Given passage:
◆ ◆ ◆

East Waterford Beekeepers Association

A Hive for All Bee Related News in Waterford

Notes from FIBKA Spring Tour Lecture with Dr Kirsten Traynor 24/03/18


Dr.Kirsten Traynor of Flickerwood Apiary. Maryland, U.S.A. was invited by FIBKA to speak to beekeepers in Ireland. Dr. Traynor has a doctorate in Bee Biology and is the editor of the American Bee Journal. She has studied differences between European and American beekeeping and has published a number of books and has done many other studies. She was invited to speak in each of the provinces and had different lectures in each one. The Munster Lecture was held in The Horse and Jockey Hotel. Thurles on Saturday 24/03/18. This was a great venue, even though parking was at a premium. The lecture was held in a theatre hall which made it easy to see her and her presentation. There were approximately 80 people there, some of whom were travelling to hear all her lectures. The topics for the afternoon were ‘Halting the Unstoppable Swarm’ and ‘American Foul Brood’

Dr. Traynor was introduced by Gerry Ryan, President FIBKA. She told us she manages 40 hives organically and sells 150 Nucs and 200 Queens annually.

I can only give you a flavour of her lecture as the speed and volume of material presented was tremendous and many of us gave up writing altogether. Gerry Ryan tells me that there will not be a report on her lectures as FIBKA were not given permission to video the proceedings and much as he tried to keep notes, he also succumbed to listening and enjoying the quality of the presentation, which was superb .

Halting the Unstoppable Swarm

Kirsten says, if you want honey you must do swarm control. You will lose 50% of your colony when the bees swarm.

She says it is less about what you do but when you do it.

Good swarm management is one of the hardest things to learn. Despite a beekeeper’s best efforts, some colonies just insist on getting ready to go.

◆ ◆ ◆

Data shown:
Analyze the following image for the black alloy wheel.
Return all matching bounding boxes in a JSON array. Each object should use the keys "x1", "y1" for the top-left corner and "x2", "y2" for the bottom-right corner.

◆ ◆ ◆

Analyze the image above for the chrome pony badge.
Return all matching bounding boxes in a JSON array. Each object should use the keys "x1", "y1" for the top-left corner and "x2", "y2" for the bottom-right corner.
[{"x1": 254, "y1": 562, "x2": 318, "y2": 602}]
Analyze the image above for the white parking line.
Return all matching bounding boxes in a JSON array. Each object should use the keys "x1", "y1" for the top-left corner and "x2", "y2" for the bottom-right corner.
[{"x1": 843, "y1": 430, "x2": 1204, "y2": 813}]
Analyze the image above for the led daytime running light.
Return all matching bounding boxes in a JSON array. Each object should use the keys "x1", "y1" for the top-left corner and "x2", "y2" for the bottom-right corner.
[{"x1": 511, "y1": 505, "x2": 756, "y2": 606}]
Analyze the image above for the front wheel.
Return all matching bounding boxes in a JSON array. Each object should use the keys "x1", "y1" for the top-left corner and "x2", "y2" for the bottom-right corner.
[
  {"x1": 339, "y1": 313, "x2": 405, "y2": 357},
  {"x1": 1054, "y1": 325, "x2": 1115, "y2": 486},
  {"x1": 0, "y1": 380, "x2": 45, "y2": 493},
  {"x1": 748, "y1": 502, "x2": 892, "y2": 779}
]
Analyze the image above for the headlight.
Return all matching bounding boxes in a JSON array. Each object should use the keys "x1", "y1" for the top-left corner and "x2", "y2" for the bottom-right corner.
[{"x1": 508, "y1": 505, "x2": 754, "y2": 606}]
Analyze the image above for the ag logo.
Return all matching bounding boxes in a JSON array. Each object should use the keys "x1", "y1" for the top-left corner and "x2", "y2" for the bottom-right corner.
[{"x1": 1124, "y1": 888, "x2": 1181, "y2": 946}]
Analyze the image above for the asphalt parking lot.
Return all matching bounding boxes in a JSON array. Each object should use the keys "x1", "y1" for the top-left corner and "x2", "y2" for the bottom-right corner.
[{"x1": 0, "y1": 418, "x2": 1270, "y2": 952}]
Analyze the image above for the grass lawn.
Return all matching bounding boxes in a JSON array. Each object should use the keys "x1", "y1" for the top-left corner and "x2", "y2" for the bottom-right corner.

◆ ◆ ◆

Your goal: In the beekeeping lecture notes above, reproduce word for word the part that opens with the words containing "Dr. Traynor was" and closes with "the bees swarm.".

Answer area:
Dr. Traynor was introduced by Gerry Ryan, President FIBKA. She told us she manages 40 hives organically and sells 150 Nucs and 200 Queens annually.

I can only give you a flavour of her lecture as the speed and volume of material presented was tremendous and many of us gave up writing altogether. Gerry Ryan tells me that there will not be a report on her lectures as FIBKA were not given permission to video the proceedings and much as he tried to keep notes, he also succumbed to listening and enjoying the quality of the presentation, which was superb .

Halting the Unstoppable Swarm

Kirsten says, if you want honey you must do swarm control. You will lose 50% of your colony when the bees swarm.